Required task A
Answer from the passage about the film "Blue Steel":
(i) What is the occupation of Ron Silver's character?
(ii) In what kind of store does Curtis shoot the stickup man?
(iii) What is engraved on the bullets that killed the dead people turning up around New York?
Required task B
Output the portion of the passage about the film "Blue Steel" from "As the movie" up to and including "badges and guns).", unchanged.

Page text
---

This formula provides the bedrock for "Blue Steel." What makes it more interesting than yet another sequel to "Halloween" is the way the filmmakers have fleshed out the formula with intriguing characters and a few angry ideas. Curtis plays a New York cop, who graduates from the police academy in the pre-title sequence, and the movie's villain is Ron Silver, a commodities broker who goes off the deep end. The plot is a little of "Fatal Attraction," a little of "Jagged Edge" and a little of "Wall Street." It works because it's so audacious in combining elements that don't seem to belong together.

As the movie opens, Curtis shoots and kills a stickup man on her first day on the job. As the man drops dead in a supermarket, his gun spins out of control over the tile floor and is picked up and pocketed by Silver - a customer who hit the deck long before the shooting started. He is already a deeply troubled man, and the sight of Curtis - a uniformed female cop - shooting a man dead is the image that pushes him over the edge.

It goes without saying that Curtis gets in trouble with her superiors (the only reason commanding officers even appear in cop movies is to wrongheadedly strip the heroes of their badges and guns).

In the meantime, however, her social life picks up: Silver arranges to meet her "by accident," and they begin to date. She really likes the guy. And of course she never suspects that he was present in the supermarket or has a weirdo reason for being attracted to her - not even when dead people begin turning up around New York with her name engraved on the bullets they were shot with.

---

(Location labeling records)
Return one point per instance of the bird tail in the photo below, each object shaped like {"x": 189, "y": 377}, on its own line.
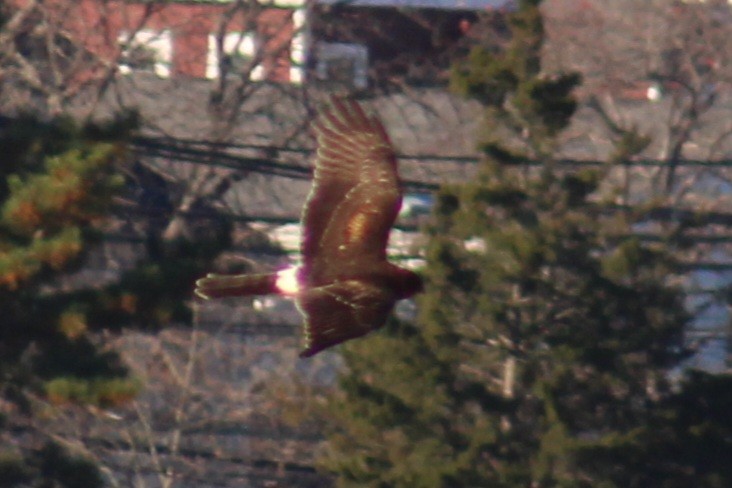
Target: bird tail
{"x": 220, "y": 286}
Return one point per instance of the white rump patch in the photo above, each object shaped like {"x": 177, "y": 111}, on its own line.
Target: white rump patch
{"x": 287, "y": 283}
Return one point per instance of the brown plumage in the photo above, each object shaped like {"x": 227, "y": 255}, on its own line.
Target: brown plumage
{"x": 346, "y": 287}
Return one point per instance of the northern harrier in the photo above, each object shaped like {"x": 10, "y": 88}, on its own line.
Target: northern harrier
{"x": 345, "y": 287}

---

Full solution A
(i) A commodities broker.
(ii) A supermarket.
(iii) Curtis's character's name.

Full solution B
As the movie opens, Curtis shoots and kills a stickup man on her first day on the job. As the man drops dead in a supermarket, his gun spins out of control over the tile floor and is picked up and pocketed by Silver - a customer who hit the deck long before the shooting started. He is already a deeply troubled man, and the sight of Curtis - a uniformed female cop - shooting a man dead is the image that pushes him over the edge.

It goes without saying that Curtis gets in trouble with her superiors (the only reason commanding officers even appear in cop movies is to wrongheadedly strip the heroes of their badges and guns).